On March 31, Biden proposed $50 billion in semiconductor manufacturing and research subsidies, and leading lawmakers from both parties have his support.

But having a “secure” chip supply should mean not just assured access to the products but also should inspire confidence that the products are trustworthy and reliable, leading analysts say. That is nowhere more important than when the chips are used in military and intelligence equipment.

“We all understand this is important not only to our economy but also to our national security, because these cutting-edge, high-end semiconductors operate on everything from the F-35 fifth-generation stealth-fighter plane to our cell phones,” said Sen. John Cornyn, R-Texas, after a Feb. 24 White House meeting on proposals for subsidizing domestic chip makers.

Culture change

Congress is pushing the Pentagon to find ways to ensure the security of its computer chips. The fiscal 2020 NDAA—the defense authorization law—directed the Defense Department to develop a system for monitoring the trustworthiness of its semiconductors and to implement it by 2023.

In January, the Pentagon quietly delivered to Congress a draft report laying out an initial, broad take on what such a system would look like, defense officials said.

··········

• DIRECTIVE A: In the chip-security excerpt, why does Sen. John Cornyn say semiconductors matter to national security?
• DIRECTIVE B: Rewrite the part of the chip-security excerpt that opens with the words containing "But having a" and closes with "domestic chip makers.", replacing "products" with "components".
• DIRECTIVE C:
Answer from the chip-security excerpt:
(i) How much did Biden propose on March 31, and for what?
(ii) By what year was the Defense Department directed to implement its system for monitoring semiconductor trustworthiness?
(iii) In what month did the Pentagon deliver its draft report to Congress?

··········

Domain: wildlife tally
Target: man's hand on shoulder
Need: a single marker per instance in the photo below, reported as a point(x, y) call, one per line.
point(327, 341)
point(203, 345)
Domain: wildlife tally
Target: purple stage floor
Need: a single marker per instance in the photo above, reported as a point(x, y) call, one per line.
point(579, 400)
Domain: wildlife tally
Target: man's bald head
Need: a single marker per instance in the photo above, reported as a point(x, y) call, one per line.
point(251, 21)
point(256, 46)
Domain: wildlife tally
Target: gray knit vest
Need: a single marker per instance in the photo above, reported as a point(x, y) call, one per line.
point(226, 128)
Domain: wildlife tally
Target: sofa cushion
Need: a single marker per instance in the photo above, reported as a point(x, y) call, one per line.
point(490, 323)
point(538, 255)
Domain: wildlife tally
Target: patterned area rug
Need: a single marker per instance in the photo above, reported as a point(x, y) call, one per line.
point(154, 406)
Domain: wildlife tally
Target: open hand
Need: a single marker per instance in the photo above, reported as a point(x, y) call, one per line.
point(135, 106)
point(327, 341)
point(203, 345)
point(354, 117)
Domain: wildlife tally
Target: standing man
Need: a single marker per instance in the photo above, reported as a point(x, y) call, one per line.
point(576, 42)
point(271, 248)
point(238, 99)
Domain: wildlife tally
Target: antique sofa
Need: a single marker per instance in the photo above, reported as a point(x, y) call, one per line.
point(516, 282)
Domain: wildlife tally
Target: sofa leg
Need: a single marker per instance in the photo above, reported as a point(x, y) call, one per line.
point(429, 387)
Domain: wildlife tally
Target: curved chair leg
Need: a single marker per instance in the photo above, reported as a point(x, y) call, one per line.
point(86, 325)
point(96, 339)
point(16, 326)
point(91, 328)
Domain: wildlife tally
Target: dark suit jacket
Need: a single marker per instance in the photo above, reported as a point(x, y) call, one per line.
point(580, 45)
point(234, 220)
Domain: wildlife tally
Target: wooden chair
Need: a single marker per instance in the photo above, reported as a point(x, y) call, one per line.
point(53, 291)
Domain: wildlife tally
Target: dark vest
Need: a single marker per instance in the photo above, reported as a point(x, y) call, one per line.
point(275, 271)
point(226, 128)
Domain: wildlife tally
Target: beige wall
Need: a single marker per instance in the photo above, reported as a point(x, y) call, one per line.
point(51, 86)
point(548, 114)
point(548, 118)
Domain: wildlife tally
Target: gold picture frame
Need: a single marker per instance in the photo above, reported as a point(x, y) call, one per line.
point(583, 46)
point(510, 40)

··········

• WORKED SOLUTION A: He says cutting-edge, high-end semiconductors operate on everything from the F-35 fifth-generation stealth-fighter plane to cell phones.

• WORKED SOLUTION B:
But having a “secure” chip supply should mean not just assured access to the components but also should inspire confidence that the components are trustworthy and reliable, leading analysts say. That is nowhere more important than when the chips are used in military and intelligence equipment.

“We all understand this is important not only to our economy but also to our national security, because these cutting-edge, high-end semiconductors operate on everything from the F-35 fifth-generation stealth-fighter plane to our cell phones,” said Sen. John Cornyn, R-Texas, after a Feb. 24 White House meeting on proposals for subsidizing domestic chip makers.

• WORKED SOLUTION C:
(i) $50 billion, in semiconductor manufacturing and research subsidies.
(ii) 2023.
(iii) January.